*WHAT THIS TASK INVOLVES*. Reproduce verbatim the rows from the line containing "the bar shelf" through the end of the rows, both ends inclusive.
— Start PROVIDED DATA —
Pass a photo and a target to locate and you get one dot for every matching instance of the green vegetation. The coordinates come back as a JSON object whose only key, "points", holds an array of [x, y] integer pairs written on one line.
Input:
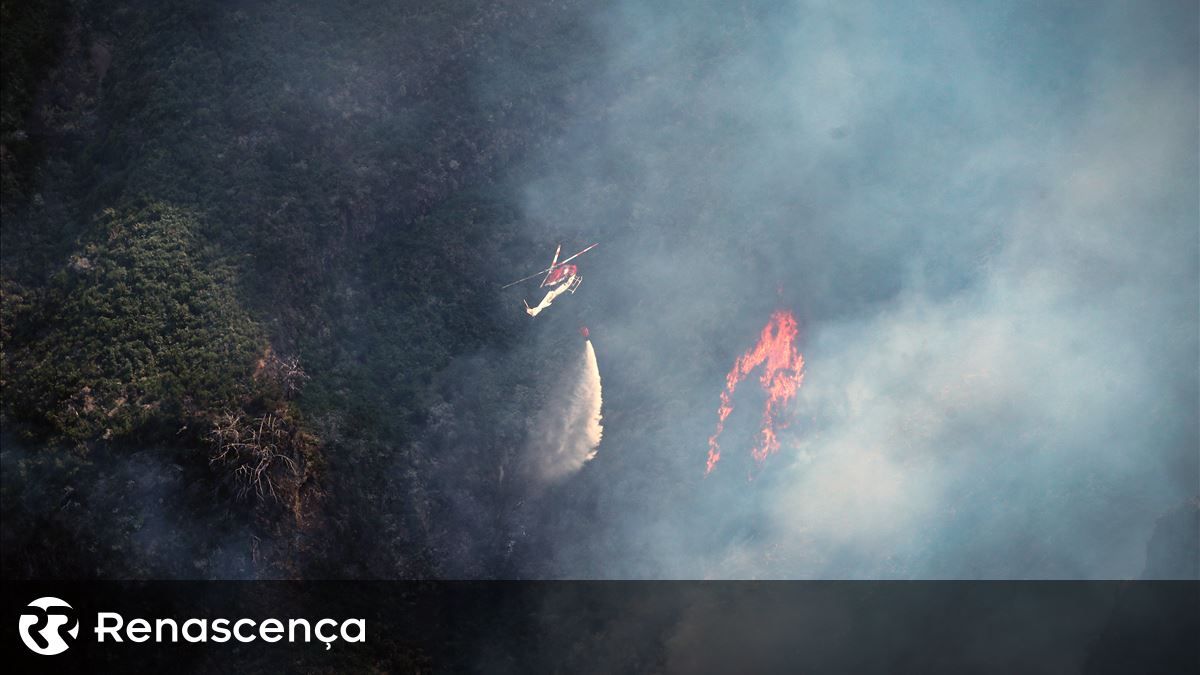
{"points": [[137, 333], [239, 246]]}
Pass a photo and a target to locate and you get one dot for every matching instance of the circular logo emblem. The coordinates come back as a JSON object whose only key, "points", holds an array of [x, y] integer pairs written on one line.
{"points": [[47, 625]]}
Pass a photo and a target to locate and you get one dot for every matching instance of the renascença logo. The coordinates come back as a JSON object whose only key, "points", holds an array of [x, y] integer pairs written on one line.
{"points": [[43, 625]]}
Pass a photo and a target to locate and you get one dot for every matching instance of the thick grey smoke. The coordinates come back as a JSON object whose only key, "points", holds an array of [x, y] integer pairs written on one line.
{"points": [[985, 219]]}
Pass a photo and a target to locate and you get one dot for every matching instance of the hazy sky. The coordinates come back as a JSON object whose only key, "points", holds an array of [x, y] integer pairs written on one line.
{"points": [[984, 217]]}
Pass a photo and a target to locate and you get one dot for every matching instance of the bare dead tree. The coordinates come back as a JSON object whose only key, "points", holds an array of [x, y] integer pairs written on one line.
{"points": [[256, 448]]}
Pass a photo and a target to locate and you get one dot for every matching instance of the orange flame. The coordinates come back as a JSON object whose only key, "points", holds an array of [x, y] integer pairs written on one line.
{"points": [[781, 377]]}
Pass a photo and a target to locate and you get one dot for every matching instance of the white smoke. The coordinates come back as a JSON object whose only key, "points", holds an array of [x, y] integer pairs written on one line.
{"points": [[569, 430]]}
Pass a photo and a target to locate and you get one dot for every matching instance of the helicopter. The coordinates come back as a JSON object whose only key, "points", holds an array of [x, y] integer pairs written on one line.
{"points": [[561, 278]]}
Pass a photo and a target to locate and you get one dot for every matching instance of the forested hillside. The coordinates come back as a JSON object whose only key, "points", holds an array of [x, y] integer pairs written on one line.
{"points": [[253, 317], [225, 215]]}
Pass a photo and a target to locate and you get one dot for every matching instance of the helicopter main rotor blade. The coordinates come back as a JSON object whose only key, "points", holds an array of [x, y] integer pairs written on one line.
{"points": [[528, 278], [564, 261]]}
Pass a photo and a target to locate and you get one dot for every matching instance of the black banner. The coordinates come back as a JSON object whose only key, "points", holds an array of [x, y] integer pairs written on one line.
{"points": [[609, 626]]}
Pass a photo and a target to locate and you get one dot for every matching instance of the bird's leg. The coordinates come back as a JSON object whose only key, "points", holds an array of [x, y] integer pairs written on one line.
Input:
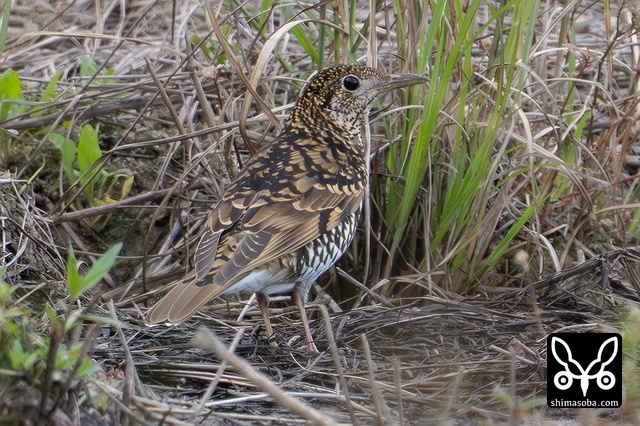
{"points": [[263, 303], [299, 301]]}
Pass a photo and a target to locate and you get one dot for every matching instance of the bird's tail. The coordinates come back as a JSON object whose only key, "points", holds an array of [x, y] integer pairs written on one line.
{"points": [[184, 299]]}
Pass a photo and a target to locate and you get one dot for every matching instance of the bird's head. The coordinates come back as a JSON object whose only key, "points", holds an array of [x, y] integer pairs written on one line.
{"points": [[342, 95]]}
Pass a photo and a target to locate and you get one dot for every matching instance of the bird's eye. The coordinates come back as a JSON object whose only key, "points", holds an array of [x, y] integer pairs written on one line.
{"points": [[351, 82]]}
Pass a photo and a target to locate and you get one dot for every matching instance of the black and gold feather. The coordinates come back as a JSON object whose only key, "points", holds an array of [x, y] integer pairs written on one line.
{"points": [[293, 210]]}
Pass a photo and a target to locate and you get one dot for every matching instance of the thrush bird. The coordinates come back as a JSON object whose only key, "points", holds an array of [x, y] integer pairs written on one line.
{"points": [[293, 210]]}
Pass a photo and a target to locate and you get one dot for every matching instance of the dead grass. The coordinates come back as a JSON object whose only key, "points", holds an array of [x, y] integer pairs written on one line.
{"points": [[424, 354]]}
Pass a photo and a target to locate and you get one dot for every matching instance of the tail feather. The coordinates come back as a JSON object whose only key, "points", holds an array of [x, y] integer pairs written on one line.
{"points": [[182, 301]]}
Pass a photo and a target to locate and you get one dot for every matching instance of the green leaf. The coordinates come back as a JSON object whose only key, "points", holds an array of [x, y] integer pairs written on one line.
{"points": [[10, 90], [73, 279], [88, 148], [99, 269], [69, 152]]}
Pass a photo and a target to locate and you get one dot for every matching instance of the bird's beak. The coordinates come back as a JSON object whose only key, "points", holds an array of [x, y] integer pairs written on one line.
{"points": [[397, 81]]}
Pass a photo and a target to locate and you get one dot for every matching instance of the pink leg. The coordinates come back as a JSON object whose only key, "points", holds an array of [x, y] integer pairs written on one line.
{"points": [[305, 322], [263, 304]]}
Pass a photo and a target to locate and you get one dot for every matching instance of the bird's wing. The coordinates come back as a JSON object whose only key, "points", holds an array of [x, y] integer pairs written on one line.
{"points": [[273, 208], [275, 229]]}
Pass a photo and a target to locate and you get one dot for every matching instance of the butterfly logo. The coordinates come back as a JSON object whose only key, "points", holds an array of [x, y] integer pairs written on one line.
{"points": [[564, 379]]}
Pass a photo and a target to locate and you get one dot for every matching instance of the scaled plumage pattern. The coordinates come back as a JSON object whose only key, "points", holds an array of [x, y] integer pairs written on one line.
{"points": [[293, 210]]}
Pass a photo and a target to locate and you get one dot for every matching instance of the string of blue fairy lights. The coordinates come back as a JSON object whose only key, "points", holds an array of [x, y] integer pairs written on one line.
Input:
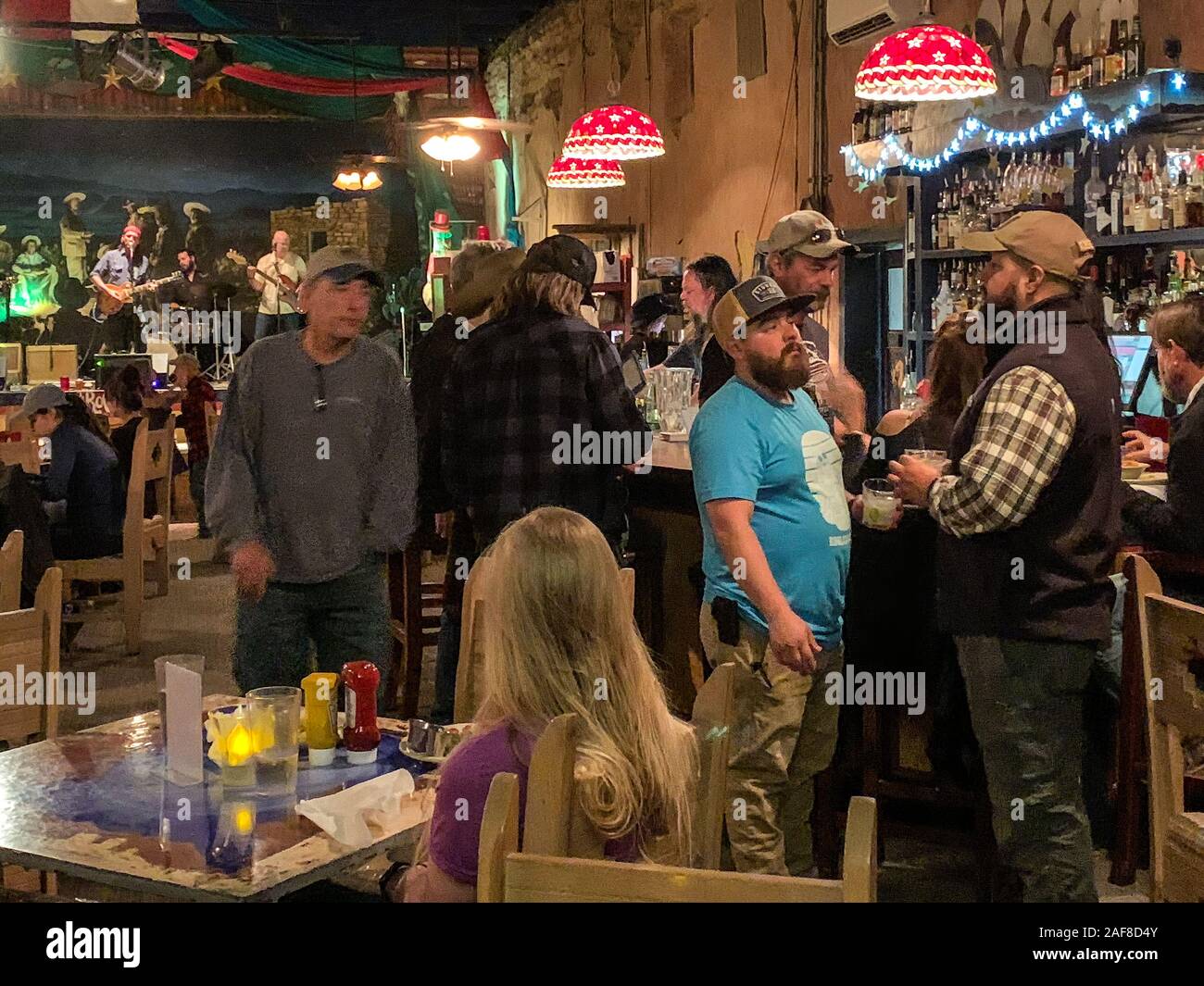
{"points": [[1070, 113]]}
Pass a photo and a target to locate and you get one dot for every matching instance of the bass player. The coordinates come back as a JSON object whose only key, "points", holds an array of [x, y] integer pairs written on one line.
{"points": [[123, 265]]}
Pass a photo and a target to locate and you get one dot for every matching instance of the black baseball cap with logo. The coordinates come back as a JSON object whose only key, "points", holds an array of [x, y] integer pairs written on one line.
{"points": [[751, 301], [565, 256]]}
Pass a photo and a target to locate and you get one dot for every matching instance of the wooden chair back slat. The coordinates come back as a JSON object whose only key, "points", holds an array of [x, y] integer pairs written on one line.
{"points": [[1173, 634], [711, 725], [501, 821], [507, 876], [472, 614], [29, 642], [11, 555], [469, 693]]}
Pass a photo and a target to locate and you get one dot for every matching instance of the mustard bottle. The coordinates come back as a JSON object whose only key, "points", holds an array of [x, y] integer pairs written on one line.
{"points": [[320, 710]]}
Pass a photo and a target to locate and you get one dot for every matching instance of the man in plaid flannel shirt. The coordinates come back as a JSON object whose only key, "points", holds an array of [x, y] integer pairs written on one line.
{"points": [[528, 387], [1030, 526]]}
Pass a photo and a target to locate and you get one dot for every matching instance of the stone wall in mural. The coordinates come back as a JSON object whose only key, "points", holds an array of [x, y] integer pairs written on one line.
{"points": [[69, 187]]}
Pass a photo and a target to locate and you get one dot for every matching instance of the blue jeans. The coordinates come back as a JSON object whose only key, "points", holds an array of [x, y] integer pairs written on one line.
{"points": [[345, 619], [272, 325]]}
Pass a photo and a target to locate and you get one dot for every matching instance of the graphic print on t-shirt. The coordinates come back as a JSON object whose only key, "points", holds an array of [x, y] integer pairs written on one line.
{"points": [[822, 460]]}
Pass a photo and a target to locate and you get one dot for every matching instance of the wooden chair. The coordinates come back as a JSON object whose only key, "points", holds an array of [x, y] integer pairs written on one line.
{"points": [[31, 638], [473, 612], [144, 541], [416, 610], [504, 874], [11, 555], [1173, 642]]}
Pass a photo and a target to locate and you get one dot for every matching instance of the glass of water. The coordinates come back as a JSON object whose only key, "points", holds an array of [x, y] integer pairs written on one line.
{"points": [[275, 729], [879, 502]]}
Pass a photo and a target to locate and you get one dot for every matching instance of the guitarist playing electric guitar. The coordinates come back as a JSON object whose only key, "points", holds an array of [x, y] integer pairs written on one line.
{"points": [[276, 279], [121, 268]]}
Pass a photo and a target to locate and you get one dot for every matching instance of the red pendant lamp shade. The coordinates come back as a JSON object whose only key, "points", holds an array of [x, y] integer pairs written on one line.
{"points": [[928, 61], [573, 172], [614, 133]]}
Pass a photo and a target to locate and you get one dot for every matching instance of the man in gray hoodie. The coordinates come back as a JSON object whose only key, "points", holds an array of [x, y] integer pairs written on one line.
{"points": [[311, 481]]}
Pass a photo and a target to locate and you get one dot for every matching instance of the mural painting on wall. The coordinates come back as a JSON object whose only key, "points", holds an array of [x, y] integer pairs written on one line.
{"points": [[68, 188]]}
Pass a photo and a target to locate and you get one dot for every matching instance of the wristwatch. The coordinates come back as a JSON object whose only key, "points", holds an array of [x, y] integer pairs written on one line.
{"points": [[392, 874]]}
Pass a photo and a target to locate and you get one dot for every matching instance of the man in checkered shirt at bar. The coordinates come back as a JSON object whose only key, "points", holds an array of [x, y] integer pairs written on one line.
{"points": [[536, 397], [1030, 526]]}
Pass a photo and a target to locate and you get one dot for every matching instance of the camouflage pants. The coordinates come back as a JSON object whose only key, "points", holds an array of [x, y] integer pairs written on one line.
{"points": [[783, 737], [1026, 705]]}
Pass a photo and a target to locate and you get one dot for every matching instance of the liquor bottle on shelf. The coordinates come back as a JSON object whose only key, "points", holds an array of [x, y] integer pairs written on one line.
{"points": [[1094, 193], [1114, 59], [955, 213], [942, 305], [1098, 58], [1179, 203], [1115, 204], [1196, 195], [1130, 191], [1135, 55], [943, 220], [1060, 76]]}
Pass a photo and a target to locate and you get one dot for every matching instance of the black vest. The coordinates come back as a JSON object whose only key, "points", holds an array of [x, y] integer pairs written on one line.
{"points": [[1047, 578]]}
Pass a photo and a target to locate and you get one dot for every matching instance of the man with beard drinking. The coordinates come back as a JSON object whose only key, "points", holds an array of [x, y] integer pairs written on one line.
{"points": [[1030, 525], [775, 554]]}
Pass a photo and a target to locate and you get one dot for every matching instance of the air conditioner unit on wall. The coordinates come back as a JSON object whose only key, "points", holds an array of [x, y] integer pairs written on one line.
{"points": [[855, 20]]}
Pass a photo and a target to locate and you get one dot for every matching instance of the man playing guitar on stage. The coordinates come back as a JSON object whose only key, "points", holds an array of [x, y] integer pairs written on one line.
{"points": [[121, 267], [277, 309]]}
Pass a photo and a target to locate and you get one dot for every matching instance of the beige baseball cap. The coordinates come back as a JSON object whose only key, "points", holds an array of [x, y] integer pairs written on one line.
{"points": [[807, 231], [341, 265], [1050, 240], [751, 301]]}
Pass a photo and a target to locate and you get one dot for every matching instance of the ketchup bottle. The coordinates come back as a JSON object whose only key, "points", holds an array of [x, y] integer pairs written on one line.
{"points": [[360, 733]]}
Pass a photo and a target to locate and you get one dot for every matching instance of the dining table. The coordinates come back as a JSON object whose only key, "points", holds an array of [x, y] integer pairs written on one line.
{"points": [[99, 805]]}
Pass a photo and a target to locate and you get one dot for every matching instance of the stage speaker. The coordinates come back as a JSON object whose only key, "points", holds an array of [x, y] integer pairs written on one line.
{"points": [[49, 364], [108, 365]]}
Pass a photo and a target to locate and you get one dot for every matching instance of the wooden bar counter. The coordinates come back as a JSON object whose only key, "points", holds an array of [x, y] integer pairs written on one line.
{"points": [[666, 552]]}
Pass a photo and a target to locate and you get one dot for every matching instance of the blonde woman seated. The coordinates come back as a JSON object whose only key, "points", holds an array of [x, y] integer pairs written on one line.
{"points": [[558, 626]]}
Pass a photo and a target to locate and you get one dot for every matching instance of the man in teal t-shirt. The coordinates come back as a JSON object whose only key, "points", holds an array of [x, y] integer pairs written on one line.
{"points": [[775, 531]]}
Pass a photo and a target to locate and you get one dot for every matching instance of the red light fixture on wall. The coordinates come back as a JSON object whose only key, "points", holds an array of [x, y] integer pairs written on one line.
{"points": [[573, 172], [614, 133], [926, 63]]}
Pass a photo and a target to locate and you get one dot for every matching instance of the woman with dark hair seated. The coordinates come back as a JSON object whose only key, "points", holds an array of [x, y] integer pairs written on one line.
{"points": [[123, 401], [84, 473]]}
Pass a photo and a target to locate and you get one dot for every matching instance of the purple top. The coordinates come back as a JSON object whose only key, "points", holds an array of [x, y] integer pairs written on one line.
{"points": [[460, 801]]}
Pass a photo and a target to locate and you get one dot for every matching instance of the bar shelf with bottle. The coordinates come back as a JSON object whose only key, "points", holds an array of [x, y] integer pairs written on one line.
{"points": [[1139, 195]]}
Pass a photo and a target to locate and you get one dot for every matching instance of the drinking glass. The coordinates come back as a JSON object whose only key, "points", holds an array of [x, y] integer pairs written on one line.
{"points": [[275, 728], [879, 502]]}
— End PROVIDED DATA —
*RESPONSE BELOW*.
Pass a photo and a target to locate and you get one dot for every matching instance of the bar shelf with bottle. The coordinates come back as a JSON object whose only key, "points", holds an array of [x, y] integer pairs written on one line.
{"points": [[1139, 195]]}
Pass a photo and a target to locate and you get one dot for every matching instance of the drinking glass. The coordinates come back as a JSON object whose only key, "points", holds an array of [x, y] integer pairs written on one line.
{"points": [[275, 728], [879, 502]]}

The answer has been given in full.